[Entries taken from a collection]
++++++

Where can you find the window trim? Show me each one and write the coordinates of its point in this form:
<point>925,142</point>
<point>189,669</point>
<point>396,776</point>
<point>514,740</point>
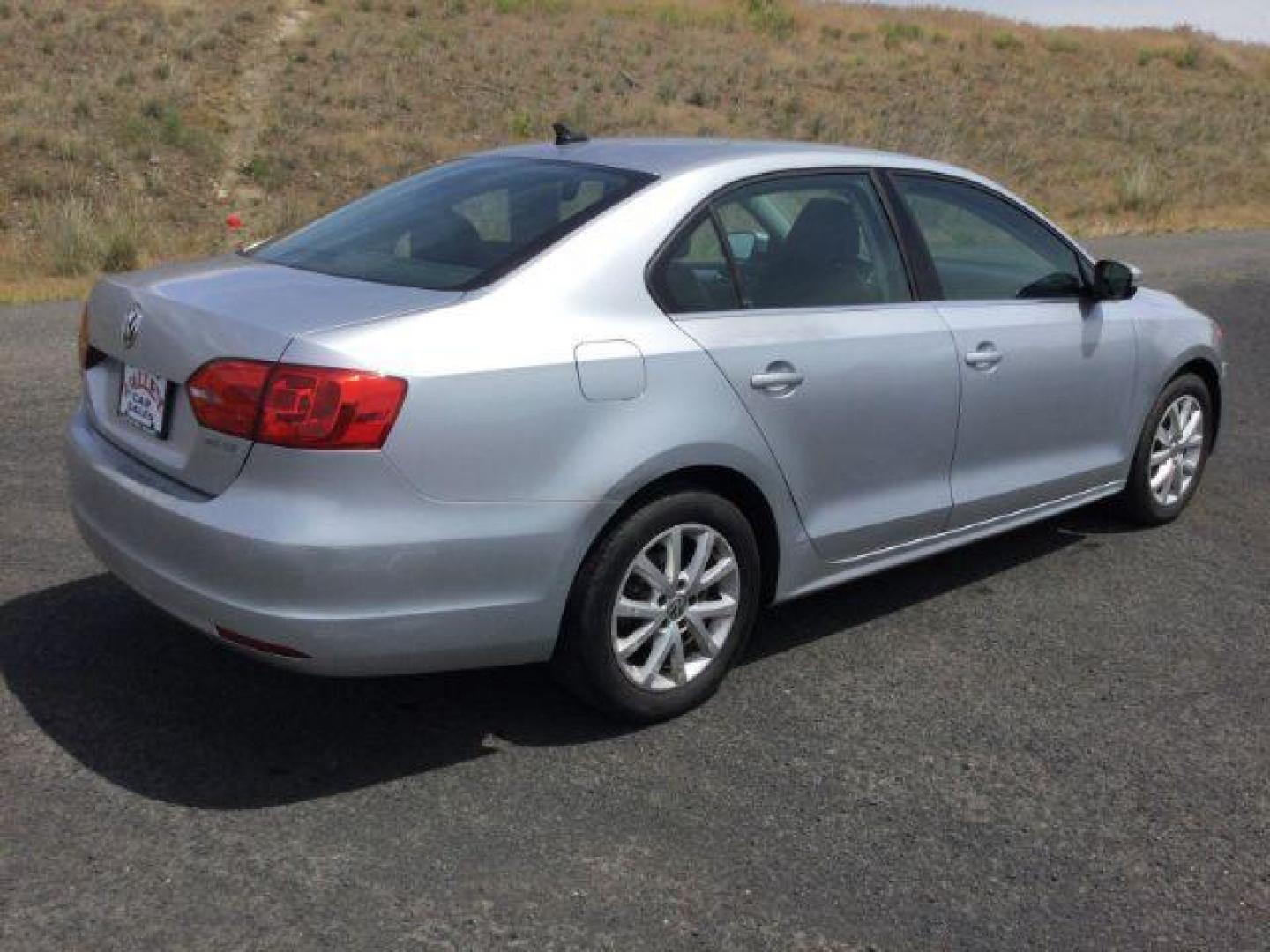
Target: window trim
<point>638,182</point>
<point>932,286</point>
<point>706,205</point>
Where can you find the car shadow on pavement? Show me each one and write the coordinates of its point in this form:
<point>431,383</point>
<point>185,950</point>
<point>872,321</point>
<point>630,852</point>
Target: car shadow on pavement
<point>153,707</point>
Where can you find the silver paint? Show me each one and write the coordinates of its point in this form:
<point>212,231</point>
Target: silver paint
<point>526,427</point>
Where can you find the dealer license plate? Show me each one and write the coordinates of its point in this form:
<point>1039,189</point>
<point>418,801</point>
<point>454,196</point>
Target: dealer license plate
<point>144,400</point>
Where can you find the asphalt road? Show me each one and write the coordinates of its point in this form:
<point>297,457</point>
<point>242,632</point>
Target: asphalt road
<point>1057,739</point>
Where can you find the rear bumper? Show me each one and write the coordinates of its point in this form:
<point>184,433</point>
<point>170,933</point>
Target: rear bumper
<point>335,556</point>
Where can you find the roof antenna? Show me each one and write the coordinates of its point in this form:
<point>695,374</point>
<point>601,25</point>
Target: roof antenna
<point>565,136</point>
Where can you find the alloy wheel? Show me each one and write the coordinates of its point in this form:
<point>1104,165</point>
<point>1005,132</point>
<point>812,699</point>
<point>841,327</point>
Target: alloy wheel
<point>1177,450</point>
<point>676,607</point>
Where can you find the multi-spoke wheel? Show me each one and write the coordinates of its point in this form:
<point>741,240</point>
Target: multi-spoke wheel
<point>1171,452</point>
<point>1177,450</point>
<point>676,607</point>
<point>661,607</point>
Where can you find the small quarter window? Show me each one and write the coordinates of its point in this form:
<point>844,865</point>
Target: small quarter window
<point>984,248</point>
<point>695,276</point>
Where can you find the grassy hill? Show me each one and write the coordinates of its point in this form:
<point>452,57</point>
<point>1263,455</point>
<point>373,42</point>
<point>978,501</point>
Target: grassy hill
<point>131,130</point>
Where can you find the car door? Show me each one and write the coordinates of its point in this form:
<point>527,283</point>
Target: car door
<point>1047,374</point>
<point>796,288</point>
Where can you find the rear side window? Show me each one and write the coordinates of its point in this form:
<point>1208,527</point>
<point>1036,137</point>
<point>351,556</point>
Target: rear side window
<point>456,227</point>
<point>984,248</point>
<point>816,242</point>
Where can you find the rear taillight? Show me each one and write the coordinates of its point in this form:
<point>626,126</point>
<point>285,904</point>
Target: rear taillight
<point>227,395</point>
<point>83,339</point>
<point>309,407</point>
<point>88,354</point>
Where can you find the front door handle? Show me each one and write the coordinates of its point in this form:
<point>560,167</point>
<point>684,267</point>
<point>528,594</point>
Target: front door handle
<point>780,377</point>
<point>984,357</point>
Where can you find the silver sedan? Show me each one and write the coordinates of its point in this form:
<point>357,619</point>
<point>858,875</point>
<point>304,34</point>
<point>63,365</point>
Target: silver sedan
<point>598,401</point>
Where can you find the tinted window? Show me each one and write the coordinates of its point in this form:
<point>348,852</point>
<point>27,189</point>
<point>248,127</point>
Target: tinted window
<point>813,242</point>
<point>455,227</point>
<point>695,276</point>
<point>984,248</point>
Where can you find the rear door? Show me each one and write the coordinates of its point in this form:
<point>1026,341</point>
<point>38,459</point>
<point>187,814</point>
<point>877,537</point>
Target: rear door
<point>1047,374</point>
<point>796,288</point>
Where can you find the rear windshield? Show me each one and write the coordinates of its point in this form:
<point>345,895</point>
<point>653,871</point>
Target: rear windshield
<point>456,227</point>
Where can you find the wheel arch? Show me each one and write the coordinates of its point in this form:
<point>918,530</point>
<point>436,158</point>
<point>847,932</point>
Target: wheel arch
<point>724,481</point>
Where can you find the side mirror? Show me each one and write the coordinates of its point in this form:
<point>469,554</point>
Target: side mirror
<point>1116,280</point>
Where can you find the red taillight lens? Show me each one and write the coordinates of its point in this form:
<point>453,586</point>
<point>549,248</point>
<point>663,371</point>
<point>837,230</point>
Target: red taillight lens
<point>323,407</point>
<point>227,395</point>
<point>83,339</point>
<point>309,407</point>
<point>89,354</point>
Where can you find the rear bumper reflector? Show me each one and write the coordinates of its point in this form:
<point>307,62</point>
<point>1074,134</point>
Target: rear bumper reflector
<point>257,645</point>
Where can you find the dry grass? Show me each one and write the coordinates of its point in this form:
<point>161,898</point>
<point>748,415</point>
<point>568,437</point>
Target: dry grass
<point>115,129</point>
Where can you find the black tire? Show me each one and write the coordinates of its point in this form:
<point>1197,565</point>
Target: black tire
<point>586,661</point>
<point>1137,502</point>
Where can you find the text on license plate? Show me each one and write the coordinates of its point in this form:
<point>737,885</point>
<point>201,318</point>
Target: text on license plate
<point>144,400</point>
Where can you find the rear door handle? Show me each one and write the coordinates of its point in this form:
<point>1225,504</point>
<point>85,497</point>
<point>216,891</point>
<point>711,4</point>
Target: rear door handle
<point>984,357</point>
<point>778,378</point>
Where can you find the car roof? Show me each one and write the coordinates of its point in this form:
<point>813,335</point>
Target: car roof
<point>671,156</point>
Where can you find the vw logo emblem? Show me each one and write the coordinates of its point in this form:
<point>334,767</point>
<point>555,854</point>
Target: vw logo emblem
<point>131,326</point>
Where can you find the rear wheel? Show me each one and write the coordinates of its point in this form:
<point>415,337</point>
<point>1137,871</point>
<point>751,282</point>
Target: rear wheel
<point>661,608</point>
<point>1171,453</point>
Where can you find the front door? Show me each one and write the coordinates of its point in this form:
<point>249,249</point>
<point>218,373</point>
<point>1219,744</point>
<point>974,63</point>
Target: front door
<point>1047,374</point>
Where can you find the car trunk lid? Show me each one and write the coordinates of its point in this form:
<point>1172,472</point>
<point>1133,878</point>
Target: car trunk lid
<point>169,322</point>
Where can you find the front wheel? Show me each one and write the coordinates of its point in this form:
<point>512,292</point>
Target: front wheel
<point>661,608</point>
<point>1171,453</point>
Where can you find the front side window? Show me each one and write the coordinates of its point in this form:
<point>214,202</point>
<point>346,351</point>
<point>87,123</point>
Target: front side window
<point>456,227</point>
<point>817,240</point>
<point>984,248</point>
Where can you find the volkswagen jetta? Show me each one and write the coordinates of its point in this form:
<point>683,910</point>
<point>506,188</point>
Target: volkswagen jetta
<point>598,401</point>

++++++

Exercise aim:
Set down the entries above exactly; no pictures belong in the copy.

Answer to the problem:
Where can you find the window trim? Show me each one and write the coordinates of its point in this form:
<point>925,142</point>
<point>189,669</point>
<point>396,776</point>
<point>514,740</point>
Target: window trim
<point>638,182</point>
<point>932,286</point>
<point>706,205</point>
Where can you find the car shadow on pavement? Show me each one and write the coordinates of its point in this form:
<point>431,383</point>
<point>185,950</point>
<point>872,321</point>
<point>630,852</point>
Target: car shadow on pavement
<point>153,707</point>
Where can you find the silver paint? Show me each one and write the coordinates of its point in this form:
<point>212,231</point>
Target: silver paint
<point>526,427</point>
Where can you find the dealer license plate? Show me each one and write the coordinates of its point in this form:
<point>1039,189</point>
<point>418,801</point>
<point>454,196</point>
Target: dealer license plate
<point>144,400</point>
Where can you find the asphalt road? Show me each one and write the coordinates of its point in this form:
<point>297,457</point>
<point>242,632</point>
Target: asphalt road
<point>1057,739</point>
Where can you find the rear bumper? Show me each one and write the coordinates of its point in this form:
<point>184,433</point>
<point>170,933</point>
Target: rear bumper
<point>335,556</point>
Where can you find the roof antenna? Show me each one and write the coordinates of its point in this form:
<point>695,374</point>
<point>601,25</point>
Target: roof antenna
<point>565,136</point>
Where can you find the alloy wheel? Show me each one and write the coordinates of its point in this form:
<point>1104,165</point>
<point>1005,132</point>
<point>812,699</point>
<point>841,327</point>
Target: alloy wheel
<point>1177,450</point>
<point>676,607</point>
Where can you find the multi-spoke wheel? Show me each one and write the coordinates of its point in this form:
<point>741,240</point>
Target: multi-spoke wheel
<point>1171,452</point>
<point>1177,450</point>
<point>676,607</point>
<point>661,607</point>
Where can you find the small quarter window? Show me each one and write the coordinates of its point in this form:
<point>844,865</point>
Target: small quarter window
<point>984,248</point>
<point>695,276</point>
Where can you find the grassy hill? Show me each one and write the coordinates of its point in this form:
<point>452,57</point>
<point>1263,455</point>
<point>373,42</point>
<point>978,501</point>
Target: grassy hill
<point>131,130</point>
Where can you find the car door? Show me each one and write the coordinates of its point in this form:
<point>527,283</point>
Target: car door
<point>1047,374</point>
<point>796,288</point>
Where can you find the rear side window? Show me each one and write the coordinates of its point in this form:
<point>1208,527</point>
<point>1036,137</point>
<point>351,556</point>
Target: rear side window
<point>456,227</point>
<point>984,248</point>
<point>816,242</point>
Where can you find the rear taillight? Show me each one and write the coordinates of its point in this form:
<point>626,126</point>
<point>285,904</point>
Target: rear taillight
<point>227,395</point>
<point>83,339</point>
<point>309,407</point>
<point>88,354</point>
Where can you find the front door handle? Show me each one and write the coordinates of its point in this form:
<point>560,167</point>
<point>684,267</point>
<point>528,594</point>
Target: front door handle
<point>780,377</point>
<point>984,357</point>
Where can you find the silver sedan? Show me each one and write the coordinates of its point in this form:
<point>357,619</point>
<point>858,875</point>
<point>304,34</point>
<point>63,365</point>
Target: silver sedan
<point>598,401</point>
Where can you find the tinted window? Show me each one and write the coordinates of its point in this form:
<point>348,852</point>
<point>27,189</point>
<point>248,127</point>
Target: tinted window
<point>813,242</point>
<point>455,227</point>
<point>695,276</point>
<point>984,248</point>
Where can you find the rear door? Show me each one and write the coordinates of its point in this form:
<point>1026,341</point>
<point>38,459</point>
<point>187,814</point>
<point>877,537</point>
Target: rear door
<point>1047,374</point>
<point>796,288</point>
Where can you find the rear windshield? Show me each one and write the coordinates of its point in this form:
<point>345,895</point>
<point>653,871</point>
Target: rear windshield
<point>456,227</point>
Where can you find the wheel arch? Show me each one and write the coordinates of its point in this form:
<point>918,530</point>
<point>436,158</point>
<point>847,932</point>
Target: wheel arch
<point>724,481</point>
Where can you find the side mirror? Show me each one and write the coordinates of its point in this form:
<point>469,554</point>
Target: side mirror
<point>1116,280</point>
Where can you find the red taillight lens? Show me each one and write the coordinates of its point in this form:
<point>453,586</point>
<point>549,248</point>
<point>663,371</point>
<point>837,230</point>
Target: red taillight lens
<point>323,407</point>
<point>227,395</point>
<point>83,339</point>
<point>309,407</point>
<point>89,354</point>
Where can you find the rear bumper reflector? Show me each one and write the coordinates of its point in this form:
<point>307,62</point>
<point>1074,134</point>
Target: rear bumper reflector
<point>257,645</point>
Where can you find the dry grass? Show me each one and write the coordinates of its point in this form:
<point>161,898</point>
<point>748,415</point>
<point>568,437</point>
Target: dry grass
<point>115,129</point>
Where can you find the black tire? Show me each one and write the coordinates of its point in this form:
<point>1197,565</point>
Target: black tire
<point>586,661</point>
<point>1137,502</point>
Where can you find the text on license plate? Show me each one and write the coordinates of its point in this form:
<point>737,885</point>
<point>201,318</point>
Target: text on license plate
<point>144,400</point>
Where can you find the rear door handle? Show me each one and write the coordinates of its point in this form:
<point>1225,504</point>
<point>85,497</point>
<point>216,891</point>
<point>711,4</point>
Target: rear door handle
<point>984,357</point>
<point>778,378</point>
Where can you find the car roof? Show me each one and write the coordinates of its point in this form:
<point>813,335</point>
Target: car roof
<point>671,156</point>
Where can you find the vw logo emblem? Show me each one and write the coordinates of its point in this form:
<point>334,767</point>
<point>555,854</point>
Target: vw logo emblem
<point>131,326</point>
Where can you find the rear wheel? Show me each one and write the coordinates of its point in this form:
<point>415,337</point>
<point>1137,871</point>
<point>751,282</point>
Target: rear wheel
<point>661,608</point>
<point>1171,453</point>
Where can you find the front door? Show me each one and write the coordinates of its point in this form:
<point>249,249</point>
<point>218,373</point>
<point>1219,744</point>
<point>974,63</point>
Target: front door
<point>1047,374</point>
Where can you find the car trunk lid? Show me each one and write the coordinates of its point in this form:
<point>1172,472</point>
<point>1133,878</point>
Target: car trunk lid
<point>169,322</point>
Where can you find the front wheel? Show me each one and write the coordinates of its point in this form:
<point>512,292</point>
Target: front wheel
<point>661,608</point>
<point>1171,453</point>
Where can you find the front side window? Show me each one and write the coordinates of its point in this form:
<point>214,202</point>
<point>346,351</point>
<point>87,123</point>
Target: front side window
<point>456,227</point>
<point>817,240</point>
<point>984,248</point>
Where can you find the volkswagen jetta? Show me each one and write the coordinates of its point in this form:
<point>683,910</point>
<point>506,188</point>
Target: volkswagen jetta
<point>598,401</point>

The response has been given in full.